— Start Document segment —
The government of Ankara, the capital of Turkey, inaugurated a park honoring late dictator and mass murderer Fidel Castro on August 13, the occasion of what would have been his 91st birthday.
Fidel Castro, a communist insurgent who took over Cuba in 1959 and is estimated to have killed thousands and forced tens of thousands more into labor camps in his lifetime, died last November, triggering widespread celebrations among the Cuban exile community.
The Turkish newspaper Hurriyet reports that Ankara’s Çankaya Municipality chose to open the park, which features a playground for young children and a sports field, in name of the Cuban dictator and serial human rights abuser to extend “its friendship hand to Cuba.” Cuban ambassador Alberto González Casals was on hand to witness the grand opening of the park this week.
— End Document segment —
Short problem 1
Copy the stretch from "Fidel Castro, a" through "Cuban exile community." in the article on the Ankara park named for Fidel Castro, keeping every word and punctuation mark unchanged.
Short problem 2
Extend the article on the Ankara park named for Fidel Castro, beginning with a new sentence after its final one.
— Start Entries supplied —
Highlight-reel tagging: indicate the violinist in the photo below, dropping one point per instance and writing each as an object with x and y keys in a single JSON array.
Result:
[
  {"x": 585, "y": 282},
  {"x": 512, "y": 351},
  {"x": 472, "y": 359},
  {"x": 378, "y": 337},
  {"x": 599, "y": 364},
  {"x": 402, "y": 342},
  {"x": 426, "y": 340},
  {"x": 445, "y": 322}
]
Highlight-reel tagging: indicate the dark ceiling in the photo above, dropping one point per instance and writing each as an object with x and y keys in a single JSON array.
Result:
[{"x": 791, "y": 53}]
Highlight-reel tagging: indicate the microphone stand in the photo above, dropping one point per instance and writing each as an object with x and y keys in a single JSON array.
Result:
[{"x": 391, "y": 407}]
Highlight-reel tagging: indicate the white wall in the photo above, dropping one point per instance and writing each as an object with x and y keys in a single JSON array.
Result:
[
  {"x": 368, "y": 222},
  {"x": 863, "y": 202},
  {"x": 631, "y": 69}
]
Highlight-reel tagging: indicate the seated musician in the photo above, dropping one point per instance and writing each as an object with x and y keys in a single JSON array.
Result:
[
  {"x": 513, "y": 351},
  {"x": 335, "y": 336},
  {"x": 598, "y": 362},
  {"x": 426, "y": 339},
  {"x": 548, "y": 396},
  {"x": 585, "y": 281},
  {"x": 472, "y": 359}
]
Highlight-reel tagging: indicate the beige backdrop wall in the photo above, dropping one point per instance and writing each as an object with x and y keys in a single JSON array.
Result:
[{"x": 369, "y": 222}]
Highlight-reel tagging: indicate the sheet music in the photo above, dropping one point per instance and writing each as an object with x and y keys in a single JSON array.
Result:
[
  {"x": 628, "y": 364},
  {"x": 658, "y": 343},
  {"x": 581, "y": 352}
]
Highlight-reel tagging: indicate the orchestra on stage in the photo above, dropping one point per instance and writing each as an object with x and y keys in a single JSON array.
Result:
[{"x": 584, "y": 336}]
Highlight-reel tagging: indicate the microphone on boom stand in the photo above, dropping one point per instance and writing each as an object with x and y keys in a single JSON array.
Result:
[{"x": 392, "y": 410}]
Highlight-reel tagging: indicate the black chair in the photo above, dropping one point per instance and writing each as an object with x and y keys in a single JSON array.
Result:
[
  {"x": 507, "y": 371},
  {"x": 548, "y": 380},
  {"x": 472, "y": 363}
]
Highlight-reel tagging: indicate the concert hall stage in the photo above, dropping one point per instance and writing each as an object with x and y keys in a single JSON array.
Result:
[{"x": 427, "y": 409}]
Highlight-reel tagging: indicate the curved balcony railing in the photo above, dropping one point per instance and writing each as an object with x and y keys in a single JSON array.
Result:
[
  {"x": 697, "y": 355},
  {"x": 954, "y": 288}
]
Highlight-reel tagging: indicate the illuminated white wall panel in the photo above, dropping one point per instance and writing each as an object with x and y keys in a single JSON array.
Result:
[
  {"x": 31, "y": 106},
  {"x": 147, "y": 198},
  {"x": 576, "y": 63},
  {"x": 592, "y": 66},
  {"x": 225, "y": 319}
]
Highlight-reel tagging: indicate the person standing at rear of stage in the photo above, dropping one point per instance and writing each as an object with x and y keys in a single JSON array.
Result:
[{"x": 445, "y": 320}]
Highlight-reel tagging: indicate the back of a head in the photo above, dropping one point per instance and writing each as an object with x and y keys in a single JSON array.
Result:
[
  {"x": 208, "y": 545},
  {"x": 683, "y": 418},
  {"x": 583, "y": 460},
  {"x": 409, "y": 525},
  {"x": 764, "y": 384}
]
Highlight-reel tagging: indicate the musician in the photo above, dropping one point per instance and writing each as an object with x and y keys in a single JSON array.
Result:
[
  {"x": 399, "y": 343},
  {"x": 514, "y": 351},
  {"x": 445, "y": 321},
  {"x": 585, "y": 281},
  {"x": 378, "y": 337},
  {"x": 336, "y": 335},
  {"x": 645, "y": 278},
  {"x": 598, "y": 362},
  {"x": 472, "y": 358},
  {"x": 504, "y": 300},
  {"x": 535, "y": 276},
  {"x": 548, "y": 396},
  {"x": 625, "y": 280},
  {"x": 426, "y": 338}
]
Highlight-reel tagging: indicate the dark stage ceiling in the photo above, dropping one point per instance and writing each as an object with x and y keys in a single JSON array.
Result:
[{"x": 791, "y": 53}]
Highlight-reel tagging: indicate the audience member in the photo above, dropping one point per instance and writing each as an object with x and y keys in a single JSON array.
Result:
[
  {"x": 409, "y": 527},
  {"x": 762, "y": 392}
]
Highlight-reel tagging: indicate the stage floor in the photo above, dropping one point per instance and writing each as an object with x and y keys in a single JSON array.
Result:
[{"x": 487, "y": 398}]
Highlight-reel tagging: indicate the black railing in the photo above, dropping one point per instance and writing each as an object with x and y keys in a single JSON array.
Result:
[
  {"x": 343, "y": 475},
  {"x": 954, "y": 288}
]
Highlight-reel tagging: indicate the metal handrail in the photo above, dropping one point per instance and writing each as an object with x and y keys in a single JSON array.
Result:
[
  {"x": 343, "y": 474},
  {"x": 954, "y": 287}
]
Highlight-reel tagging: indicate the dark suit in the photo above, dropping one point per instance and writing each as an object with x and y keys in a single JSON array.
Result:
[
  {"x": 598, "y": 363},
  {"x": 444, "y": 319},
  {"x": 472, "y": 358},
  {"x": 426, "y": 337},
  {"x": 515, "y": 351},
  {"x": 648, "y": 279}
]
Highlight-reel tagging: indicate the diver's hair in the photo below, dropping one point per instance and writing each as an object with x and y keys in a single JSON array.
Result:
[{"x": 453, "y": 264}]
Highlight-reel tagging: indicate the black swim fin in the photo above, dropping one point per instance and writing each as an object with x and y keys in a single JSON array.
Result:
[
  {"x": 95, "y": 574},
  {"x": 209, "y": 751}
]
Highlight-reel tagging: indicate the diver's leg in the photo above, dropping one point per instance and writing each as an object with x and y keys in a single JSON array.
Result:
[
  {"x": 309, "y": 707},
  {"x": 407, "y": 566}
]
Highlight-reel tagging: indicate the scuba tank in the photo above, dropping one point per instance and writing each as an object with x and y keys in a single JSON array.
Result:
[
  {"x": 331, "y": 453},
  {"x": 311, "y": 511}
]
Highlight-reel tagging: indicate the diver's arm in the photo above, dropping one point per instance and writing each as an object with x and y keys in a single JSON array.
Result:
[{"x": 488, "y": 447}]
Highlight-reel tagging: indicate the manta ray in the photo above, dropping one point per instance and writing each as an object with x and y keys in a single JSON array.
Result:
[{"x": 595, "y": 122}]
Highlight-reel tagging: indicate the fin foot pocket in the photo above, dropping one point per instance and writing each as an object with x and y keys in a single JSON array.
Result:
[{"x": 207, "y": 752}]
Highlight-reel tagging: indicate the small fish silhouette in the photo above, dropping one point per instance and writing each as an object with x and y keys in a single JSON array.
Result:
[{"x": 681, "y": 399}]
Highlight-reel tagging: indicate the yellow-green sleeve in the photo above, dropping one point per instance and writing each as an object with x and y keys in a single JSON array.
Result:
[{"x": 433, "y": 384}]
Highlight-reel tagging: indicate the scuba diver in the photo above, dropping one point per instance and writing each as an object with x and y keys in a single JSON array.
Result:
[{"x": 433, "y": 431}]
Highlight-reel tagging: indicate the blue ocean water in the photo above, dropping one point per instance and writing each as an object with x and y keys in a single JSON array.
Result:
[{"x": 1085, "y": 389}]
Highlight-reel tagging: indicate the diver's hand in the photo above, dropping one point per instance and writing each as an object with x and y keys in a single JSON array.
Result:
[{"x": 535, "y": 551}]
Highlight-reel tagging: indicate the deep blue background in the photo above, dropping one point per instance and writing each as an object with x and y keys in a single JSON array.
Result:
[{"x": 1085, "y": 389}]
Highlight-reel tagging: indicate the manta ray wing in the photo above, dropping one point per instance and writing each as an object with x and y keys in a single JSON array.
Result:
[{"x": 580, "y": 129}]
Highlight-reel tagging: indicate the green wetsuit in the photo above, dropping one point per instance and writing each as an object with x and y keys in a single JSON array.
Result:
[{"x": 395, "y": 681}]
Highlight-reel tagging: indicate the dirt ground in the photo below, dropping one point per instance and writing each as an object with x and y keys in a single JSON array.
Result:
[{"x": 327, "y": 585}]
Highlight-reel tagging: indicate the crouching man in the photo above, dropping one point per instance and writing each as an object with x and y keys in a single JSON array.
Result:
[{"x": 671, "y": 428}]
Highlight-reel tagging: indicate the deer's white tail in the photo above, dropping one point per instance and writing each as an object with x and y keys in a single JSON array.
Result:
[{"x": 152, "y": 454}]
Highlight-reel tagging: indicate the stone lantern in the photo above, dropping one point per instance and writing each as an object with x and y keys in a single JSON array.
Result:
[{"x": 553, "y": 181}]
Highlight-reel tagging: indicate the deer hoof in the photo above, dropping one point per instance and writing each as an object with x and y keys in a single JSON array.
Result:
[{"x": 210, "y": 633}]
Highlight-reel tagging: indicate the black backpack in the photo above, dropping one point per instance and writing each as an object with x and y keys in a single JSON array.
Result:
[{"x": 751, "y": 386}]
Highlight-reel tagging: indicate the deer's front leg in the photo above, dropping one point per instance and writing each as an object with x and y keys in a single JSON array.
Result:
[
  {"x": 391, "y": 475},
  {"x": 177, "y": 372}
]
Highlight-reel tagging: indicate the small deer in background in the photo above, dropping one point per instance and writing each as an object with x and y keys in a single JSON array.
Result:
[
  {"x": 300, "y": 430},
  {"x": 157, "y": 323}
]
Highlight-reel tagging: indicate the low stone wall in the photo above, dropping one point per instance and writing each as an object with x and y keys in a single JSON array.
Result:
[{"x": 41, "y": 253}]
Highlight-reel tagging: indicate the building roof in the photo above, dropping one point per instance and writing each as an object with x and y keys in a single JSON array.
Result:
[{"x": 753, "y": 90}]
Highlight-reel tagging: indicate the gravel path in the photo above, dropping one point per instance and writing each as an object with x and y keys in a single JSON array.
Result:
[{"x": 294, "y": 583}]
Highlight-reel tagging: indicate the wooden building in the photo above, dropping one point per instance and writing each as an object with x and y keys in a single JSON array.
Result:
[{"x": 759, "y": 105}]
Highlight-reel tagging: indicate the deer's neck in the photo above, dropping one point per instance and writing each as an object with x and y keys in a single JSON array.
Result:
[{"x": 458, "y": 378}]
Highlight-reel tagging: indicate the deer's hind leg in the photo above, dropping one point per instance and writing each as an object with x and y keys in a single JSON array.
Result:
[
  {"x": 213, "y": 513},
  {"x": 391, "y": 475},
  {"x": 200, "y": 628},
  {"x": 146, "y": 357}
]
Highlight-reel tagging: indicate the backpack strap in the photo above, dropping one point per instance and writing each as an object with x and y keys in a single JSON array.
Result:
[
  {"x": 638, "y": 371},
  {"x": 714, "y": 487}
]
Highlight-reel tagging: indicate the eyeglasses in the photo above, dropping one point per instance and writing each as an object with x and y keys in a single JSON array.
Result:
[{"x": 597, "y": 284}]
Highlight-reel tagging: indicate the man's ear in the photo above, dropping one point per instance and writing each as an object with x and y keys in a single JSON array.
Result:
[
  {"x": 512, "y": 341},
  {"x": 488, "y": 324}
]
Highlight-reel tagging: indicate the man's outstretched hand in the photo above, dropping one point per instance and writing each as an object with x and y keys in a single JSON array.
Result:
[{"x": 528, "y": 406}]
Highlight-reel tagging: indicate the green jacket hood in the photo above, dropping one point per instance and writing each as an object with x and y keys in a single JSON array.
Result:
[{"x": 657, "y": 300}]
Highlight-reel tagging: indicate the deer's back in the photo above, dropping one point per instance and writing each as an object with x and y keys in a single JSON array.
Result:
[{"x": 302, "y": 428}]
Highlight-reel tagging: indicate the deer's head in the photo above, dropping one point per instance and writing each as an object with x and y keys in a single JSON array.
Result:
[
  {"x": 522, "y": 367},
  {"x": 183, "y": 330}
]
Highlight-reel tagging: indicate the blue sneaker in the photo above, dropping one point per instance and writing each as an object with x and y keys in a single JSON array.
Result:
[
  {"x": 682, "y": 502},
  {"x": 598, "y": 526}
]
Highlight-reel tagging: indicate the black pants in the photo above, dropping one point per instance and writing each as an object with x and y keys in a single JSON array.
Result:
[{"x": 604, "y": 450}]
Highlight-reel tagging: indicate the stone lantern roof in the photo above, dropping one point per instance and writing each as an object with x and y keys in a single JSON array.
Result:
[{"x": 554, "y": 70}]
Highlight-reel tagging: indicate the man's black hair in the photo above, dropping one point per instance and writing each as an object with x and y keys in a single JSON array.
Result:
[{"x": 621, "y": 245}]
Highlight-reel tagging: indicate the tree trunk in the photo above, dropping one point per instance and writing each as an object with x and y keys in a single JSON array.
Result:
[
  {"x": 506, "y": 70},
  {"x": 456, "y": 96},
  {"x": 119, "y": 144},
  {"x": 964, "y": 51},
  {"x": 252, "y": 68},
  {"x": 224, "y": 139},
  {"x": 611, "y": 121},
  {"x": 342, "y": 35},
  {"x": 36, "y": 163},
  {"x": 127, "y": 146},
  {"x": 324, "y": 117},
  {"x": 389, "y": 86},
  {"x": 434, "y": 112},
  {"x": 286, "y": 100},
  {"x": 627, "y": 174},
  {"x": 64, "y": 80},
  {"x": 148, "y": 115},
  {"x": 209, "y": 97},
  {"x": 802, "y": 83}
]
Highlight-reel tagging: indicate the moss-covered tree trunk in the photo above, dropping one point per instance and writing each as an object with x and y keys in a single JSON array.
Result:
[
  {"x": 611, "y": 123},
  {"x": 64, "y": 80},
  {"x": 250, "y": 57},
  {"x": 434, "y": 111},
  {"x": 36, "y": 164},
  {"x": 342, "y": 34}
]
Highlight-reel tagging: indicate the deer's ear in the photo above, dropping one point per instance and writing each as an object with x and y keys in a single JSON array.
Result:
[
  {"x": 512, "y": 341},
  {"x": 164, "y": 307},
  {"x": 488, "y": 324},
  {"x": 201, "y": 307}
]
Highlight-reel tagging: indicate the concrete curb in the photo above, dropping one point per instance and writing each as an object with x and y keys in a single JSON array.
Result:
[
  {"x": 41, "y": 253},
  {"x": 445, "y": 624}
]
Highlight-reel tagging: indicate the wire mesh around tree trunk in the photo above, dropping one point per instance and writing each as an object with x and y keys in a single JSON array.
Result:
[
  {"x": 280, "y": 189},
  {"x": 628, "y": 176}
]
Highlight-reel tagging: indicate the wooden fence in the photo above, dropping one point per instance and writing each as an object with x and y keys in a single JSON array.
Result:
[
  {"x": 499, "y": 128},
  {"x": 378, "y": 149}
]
— End Entries supplied —
Exercise result 1
Fidel Castro, a communist insurgent who took over Cuba in 1959 and is estimated to have killed thousands and forced tens of thousands more into labor camps in his lifetime, died last November, triggering widespread celebrations among the Cuban exile community.

Exercise result 2
“The name of Fidel Castro, a revolutionary leader who has won the hearts of many people across the globe as well as the Cuban people, endeavoring to fight 90 years of his life against imperialism, will live in Çankaya,” local officials said in a statement. “Castro, who has left a great trail with his thoughts and struggle, will be reminded to the new generation from Çankaya.”
The statement does not mention the great trail of bodies Castro has left behind—low estimates suggest over 10,000 killed, not counting those who died trying to flee the island on makeshift rafts.
Çankaya has been an official sister city of Havana since 2003, 44 years into Castro’s communist tyranny.
Turkey has long proven a friendly nation to the Castro family. In 2015, Castro’s son, Antonio, triggered an uproar among the Cuban exile community after reporters caught him lounging on a luxury yacht on the Turkish coast. Latest estimates suggest the Castro family is sitting on a $900 million fortune. The Turkish left has also long embraced him, as a Hurriyet column from November notes, highlighting loving eulogies to Castro from leftist publications shortly after his death.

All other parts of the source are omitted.